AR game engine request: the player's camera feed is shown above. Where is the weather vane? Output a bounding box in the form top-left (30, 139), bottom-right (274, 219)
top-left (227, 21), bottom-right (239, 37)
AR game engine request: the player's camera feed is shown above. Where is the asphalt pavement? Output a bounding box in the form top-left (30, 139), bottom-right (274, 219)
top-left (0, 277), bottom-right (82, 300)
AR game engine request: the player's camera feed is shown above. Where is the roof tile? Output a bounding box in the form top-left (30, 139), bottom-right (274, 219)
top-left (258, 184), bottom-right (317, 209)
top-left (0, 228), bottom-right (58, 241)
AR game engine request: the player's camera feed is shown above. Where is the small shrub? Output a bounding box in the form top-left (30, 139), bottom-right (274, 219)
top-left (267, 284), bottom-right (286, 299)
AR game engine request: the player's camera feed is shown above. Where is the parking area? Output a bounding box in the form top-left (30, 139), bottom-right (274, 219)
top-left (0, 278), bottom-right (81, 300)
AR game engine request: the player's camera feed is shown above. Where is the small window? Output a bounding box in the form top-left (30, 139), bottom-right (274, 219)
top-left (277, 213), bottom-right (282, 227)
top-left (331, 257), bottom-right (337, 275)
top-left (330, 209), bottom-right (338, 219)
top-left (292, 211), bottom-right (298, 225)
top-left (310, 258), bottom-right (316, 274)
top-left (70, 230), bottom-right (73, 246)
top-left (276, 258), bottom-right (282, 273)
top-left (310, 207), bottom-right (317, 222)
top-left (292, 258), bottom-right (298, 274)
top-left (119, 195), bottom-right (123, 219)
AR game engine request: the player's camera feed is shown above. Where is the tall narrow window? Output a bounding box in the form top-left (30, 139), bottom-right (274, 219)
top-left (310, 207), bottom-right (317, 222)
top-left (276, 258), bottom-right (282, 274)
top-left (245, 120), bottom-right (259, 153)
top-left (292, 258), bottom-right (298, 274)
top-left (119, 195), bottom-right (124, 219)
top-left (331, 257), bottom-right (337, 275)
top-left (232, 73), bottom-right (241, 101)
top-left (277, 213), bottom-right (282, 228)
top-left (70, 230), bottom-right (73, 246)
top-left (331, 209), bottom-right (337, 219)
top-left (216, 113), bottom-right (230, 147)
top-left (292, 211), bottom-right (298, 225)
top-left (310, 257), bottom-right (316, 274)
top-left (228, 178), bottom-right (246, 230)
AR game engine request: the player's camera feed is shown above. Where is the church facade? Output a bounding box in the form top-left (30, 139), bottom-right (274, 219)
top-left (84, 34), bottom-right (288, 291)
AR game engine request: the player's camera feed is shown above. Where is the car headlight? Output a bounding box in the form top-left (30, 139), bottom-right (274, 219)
════
▶ **GOAL OF THE EXERCISE**:
A complete, exact copy of the entries above is what is wanted.

▶ **ANSWER AREA**:
AR game engine request: the player's camera feed is shown above. Where is the weather vane? Output a bounding box in the form top-left (30, 139), bottom-right (274, 219)
top-left (227, 21), bottom-right (239, 37)
AR game engine request: the player's camera feed is shown above. Where is the asphalt pavement? Output a bounding box in the form top-left (30, 139), bottom-right (274, 219)
top-left (0, 277), bottom-right (82, 300)
AR game engine request: the player's camera feed is shown above. Where is the roof tile? Output a bounding box in the form top-left (30, 139), bottom-right (274, 219)
top-left (258, 184), bottom-right (317, 209)
top-left (0, 228), bottom-right (58, 241)
AR game engine request: the player's camera feed is shown above. Where is the small shrub? Output a bounding box in the form top-left (30, 139), bottom-right (274, 219)
top-left (267, 284), bottom-right (286, 299)
AR game engine request: the player's camera feed is shown above. Where is the parking area? Output a bounding box in the form top-left (30, 139), bottom-right (274, 219)
top-left (0, 278), bottom-right (81, 300)
AR game engine request: the player's camera feed is shown above. Where is the small window? Output a bounding box in the form top-left (30, 139), bottom-right (274, 219)
top-left (277, 213), bottom-right (282, 227)
top-left (331, 257), bottom-right (337, 275)
top-left (330, 209), bottom-right (338, 219)
top-left (292, 211), bottom-right (298, 225)
top-left (310, 258), bottom-right (316, 274)
top-left (70, 230), bottom-right (73, 246)
top-left (276, 258), bottom-right (282, 273)
top-left (310, 207), bottom-right (317, 222)
top-left (292, 258), bottom-right (298, 274)
top-left (119, 195), bottom-right (123, 219)
AR game engine request: the player's camera feed is shown above. Where is the tall narrow window? Output a bounding box in the form top-left (30, 139), bottom-right (274, 219)
top-left (310, 207), bottom-right (317, 222)
top-left (276, 258), bottom-right (282, 274)
top-left (245, 120), bottom-right (259, 153)
top-left (292, 258), bottom-right (298, 274)
top-left (119, 195), bottom-right (124, 219)
top-left (331, 257), bottom-right (337, 275)
top-left (232, 73), bottom-right (241, 101)
top-left (277, 213), bottom-right (282, 228)
top-left (70, 230), bottom-right (73, 246)
top-left (331, 209), bottom-right (337, 219)
top-left (216, 113), bottom-right (230, 147)
top-left (292, 211), bottom-right (298, 225)
top-left (310, 257), bottom-right (316, 274)
top-left (228, 178), bottom-right (246, 230)
AR game engine request: the player's camera feed is shown above. Where is the church facade? Output a bounding box in the form top-left (30, 139), bottom-right (274, 219)
top-left (84, 34), bottom-right (288, 291)
AR game engine request: the player's camera feed is shown above. Where is the car headlight? Output a bounding box in the form top-left (30, 139), bottom-right (274, 219)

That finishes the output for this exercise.